» **Task statement**: Reproduce the items, beginning at the first line and continuing through the line containing "<point>65,62</point>", offsetting every point coordinate in the answers by 147 and leaving the pictures out.

------ Dataset records ------

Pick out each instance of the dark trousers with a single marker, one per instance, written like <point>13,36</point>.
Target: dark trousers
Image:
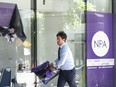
<point>67,76</point>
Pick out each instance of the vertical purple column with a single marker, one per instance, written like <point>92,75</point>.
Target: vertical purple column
<point>100,50</point>
<point>6,12</point>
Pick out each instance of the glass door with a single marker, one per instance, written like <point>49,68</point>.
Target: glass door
<point>54,16</point>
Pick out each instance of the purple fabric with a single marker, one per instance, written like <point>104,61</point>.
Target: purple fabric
<point>6,12</point>
<point>44,73</point>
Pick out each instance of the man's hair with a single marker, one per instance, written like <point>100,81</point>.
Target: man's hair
<point>62,34</point>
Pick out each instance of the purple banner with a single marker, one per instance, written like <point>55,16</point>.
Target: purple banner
<point>100,53</point>
<point>6,12</point>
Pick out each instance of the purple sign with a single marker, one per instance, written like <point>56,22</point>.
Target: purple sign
<point>6,12</point>
<point>100,56</point>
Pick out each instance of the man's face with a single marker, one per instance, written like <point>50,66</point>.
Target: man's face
<point>60,41</point>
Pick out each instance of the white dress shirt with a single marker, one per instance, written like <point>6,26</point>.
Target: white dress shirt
<point>66,61</point>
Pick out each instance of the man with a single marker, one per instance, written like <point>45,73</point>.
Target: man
<point>65,62</point>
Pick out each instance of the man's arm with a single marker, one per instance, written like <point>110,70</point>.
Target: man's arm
<point>63,56</point>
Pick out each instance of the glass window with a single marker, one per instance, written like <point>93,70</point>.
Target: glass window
<point>101,5</point>
<point>54,16</point>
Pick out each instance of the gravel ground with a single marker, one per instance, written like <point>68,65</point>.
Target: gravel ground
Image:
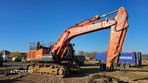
<point>88,74</point>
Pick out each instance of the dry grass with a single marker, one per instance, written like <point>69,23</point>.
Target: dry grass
<point>88,74</point>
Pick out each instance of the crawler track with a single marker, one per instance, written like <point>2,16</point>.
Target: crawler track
<point>49,69</point>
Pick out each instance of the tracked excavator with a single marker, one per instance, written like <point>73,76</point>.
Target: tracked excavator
<point>58,59</point>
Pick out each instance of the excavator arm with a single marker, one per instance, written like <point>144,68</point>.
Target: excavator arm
<point>118,27</point>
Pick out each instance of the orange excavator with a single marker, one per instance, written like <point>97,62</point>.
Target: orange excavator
<point>58,59</point>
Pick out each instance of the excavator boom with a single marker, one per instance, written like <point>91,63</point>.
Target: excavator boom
<point>118,27</point>
<point>61,54</point>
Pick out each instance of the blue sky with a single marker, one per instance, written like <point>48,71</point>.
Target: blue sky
<point>24,21</point>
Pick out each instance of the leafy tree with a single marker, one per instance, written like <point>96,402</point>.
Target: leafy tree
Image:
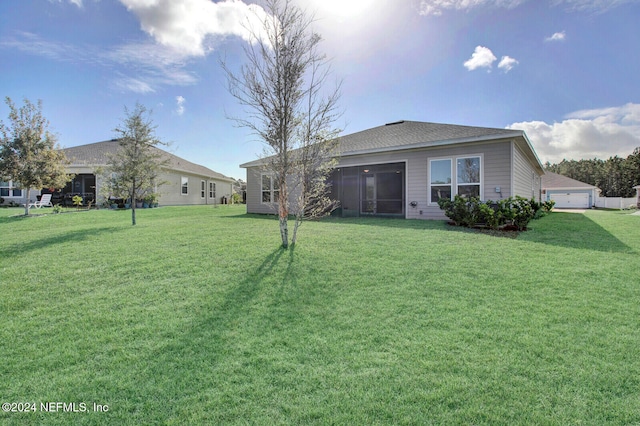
<point>29,154</point>
<point>133,171</point>
<point>283,88</point>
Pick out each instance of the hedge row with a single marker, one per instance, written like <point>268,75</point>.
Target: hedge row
<point>510,212</point>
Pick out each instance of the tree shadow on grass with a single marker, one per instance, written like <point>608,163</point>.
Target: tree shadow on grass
<point>55,239</point>
<point>215,351</point>
<point>573,230</point>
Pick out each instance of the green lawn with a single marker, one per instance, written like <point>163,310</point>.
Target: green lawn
<point>195,316</point>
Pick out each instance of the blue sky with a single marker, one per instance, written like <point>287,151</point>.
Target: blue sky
<point>565,71</point>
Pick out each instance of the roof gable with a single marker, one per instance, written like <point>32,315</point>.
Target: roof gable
<point>408,134</point>
<point>556,181</point>
<point>402,135</point>
<point>97,154</point>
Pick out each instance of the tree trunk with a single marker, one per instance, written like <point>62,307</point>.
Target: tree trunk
<point>26,205</point>
<point>295,229</point>
<point>133,209</point>
<point>284,232</point>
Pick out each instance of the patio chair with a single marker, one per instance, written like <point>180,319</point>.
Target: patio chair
<point>45,201</point>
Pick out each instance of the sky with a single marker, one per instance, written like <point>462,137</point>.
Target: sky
<point>567,72</point>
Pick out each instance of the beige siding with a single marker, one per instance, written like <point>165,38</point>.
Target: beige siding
<point>496,172</point>
<point>171,194</point>
<point>254,193</point>
<point>526,182</point>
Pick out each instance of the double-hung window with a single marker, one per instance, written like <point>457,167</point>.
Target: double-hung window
<point>468,177</point>
<point>212,190</point>
<point>440,179</point>
<point>269,189</point>
<point>454,176</point>
<point>10,189</point>
<point>184,185</point>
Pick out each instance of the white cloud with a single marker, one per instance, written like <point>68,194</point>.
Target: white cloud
<point>138,68</point>
<point>186,25</point>
<point>482,57</point>
<point>76,2</point>
<point>436,7</point>
<point>180,105</point>
<point>592,5</point>
<point>561,36</point>
<point>507,63</point>
<point>596,133</point>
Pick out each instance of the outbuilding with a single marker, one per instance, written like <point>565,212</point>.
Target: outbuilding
<point>568,193</point>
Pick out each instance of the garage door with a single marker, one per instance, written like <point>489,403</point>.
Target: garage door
<point>571,200</point>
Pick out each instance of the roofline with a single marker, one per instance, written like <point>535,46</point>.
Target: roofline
<point>446,142</point>
<point>567,188</point>
<point>94,166</point>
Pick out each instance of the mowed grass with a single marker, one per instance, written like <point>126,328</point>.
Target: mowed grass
<point>196,316</point>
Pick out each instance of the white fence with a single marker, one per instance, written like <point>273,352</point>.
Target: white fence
<point>615,202</point>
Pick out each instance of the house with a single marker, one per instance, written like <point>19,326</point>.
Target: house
<point>185,183</point>
<point>568,193</point>
<point>11,193</point>
<point>401,169</point>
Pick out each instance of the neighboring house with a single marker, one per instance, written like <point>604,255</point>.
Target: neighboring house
<point>401,170</point>
<point>568,193</point>
<point>185,183</point>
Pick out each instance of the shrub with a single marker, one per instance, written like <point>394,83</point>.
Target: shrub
<point>517,212</point>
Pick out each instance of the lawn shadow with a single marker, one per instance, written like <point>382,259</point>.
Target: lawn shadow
<point>53,239</point>
<point>574,230</point>
<point>216,337</point>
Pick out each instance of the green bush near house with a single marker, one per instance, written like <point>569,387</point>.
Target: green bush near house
<point>196,316</point>
<point>516,212</point>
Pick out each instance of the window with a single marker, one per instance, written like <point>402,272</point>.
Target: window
<point>9,189</point>
<point>467,175</point>
<point>269,189</point>
<point>212,190</point>
<point>184,186</point>
<point>440,179</point>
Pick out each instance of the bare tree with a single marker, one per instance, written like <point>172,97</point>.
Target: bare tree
<point>282,88</point>
<point>133,171</point>
<point>29,154</point>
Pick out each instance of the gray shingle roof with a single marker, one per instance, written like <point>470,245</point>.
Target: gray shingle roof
<point>416,134</point>
<point>408,134</point>
<point>555,181</point>
<point>97,154</point>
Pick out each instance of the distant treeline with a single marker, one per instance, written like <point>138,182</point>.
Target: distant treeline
<point>616,176</point>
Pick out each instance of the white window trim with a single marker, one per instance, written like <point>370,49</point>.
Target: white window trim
<point>454,175</point>
<point>12,188</point>
<point>271,189</point>
<point>212,190</point>
<point>184,180</point>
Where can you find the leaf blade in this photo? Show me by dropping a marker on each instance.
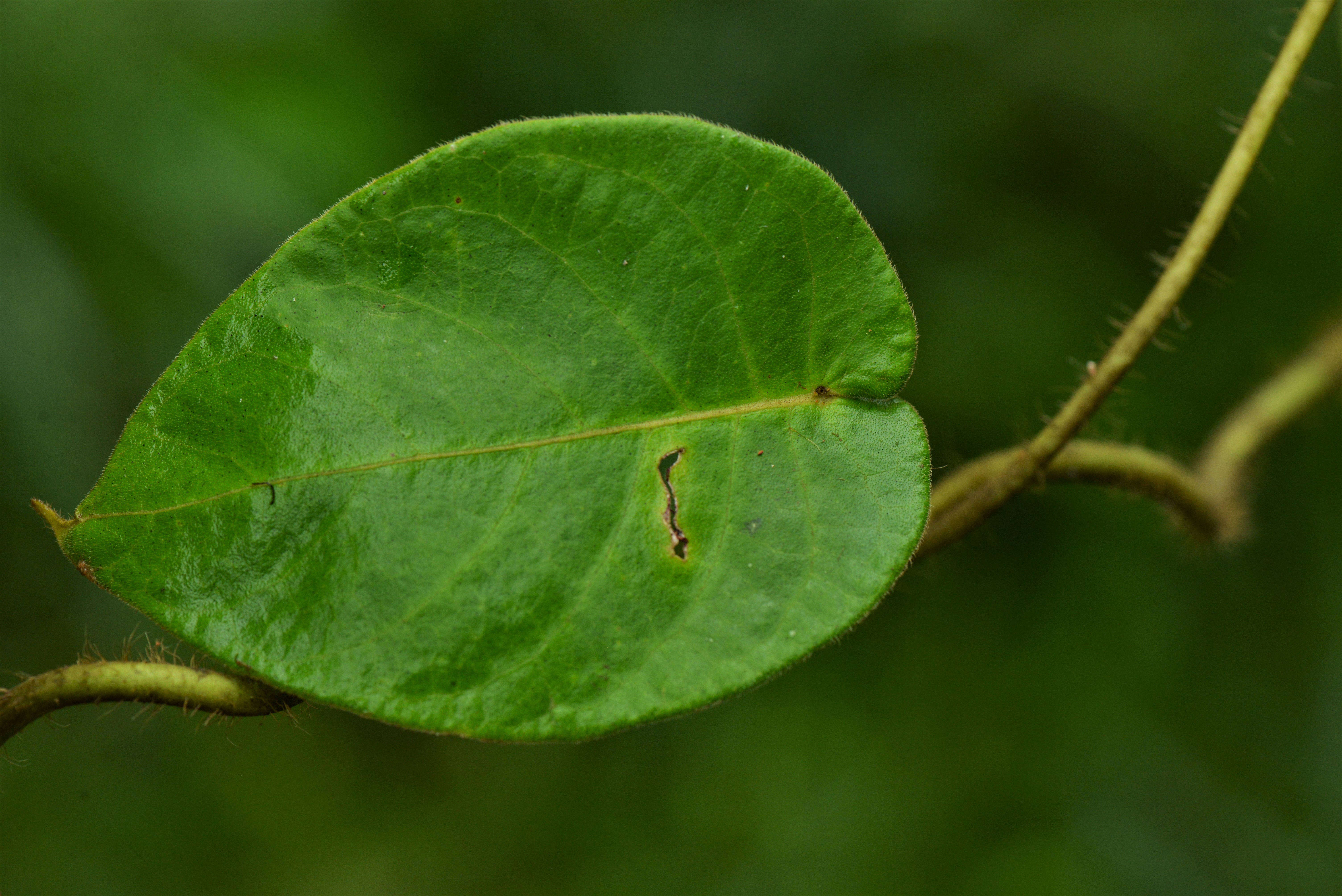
(493, 384)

------

» **Result of this exercise**:
Pick out each instance of the dark trousers with a single marker, one per instance, written like <point>13,36</point>.
Target: dark trousers
Image:
<point>214,223</point>
Pick out each instance of the vertical purple column with a single marker, one per instance, written like <point>92,75</point>.
Target: vertical purple column
<point>247,197</point>
<point>153,159</point>
Pick out each instance of the glass door with a single marker, one per instance, written like <point>49,68</point>.
Target: glass door
<point>201,163</point>
Pick out each instance of the purple fabric with a single marker, one per instance, written like <point>104,61</point>.
Target: purple fabric
<point>153,159</point>
<point>191,220</point>
Pick out each instance of the man's hair with a single marker, one per instance, written like <point>100,81</point>.
Target: man's hair
<point>209,181</point>
Pick out each instance of the purple banner with a single marker, one per instance, written like <point>55,16</point>.
Target: purple banner
<point>247,200</point>
<point>153,159</point>
Pick out each instance of the purple sign with a single marker, one per instance, written like <point>56,22</point>.
Target: purple sign
<point>153,159</point>
<point>247,203</point>
Pick out each instance of the man's face with a single marker, one per instance, written like <point>50,66</point>.
Target: man's face
<point>207,188</point>
Pick out each instance of the white dress shirt with a single marker, one per instance, written like <point>6,26</point>.
Target: white dress shirt
<point>213,208</point>
Pick out each instance of the man with a single marker, one per instance, written like <point>45,73</point>.
Target: man
<point>212,209</point>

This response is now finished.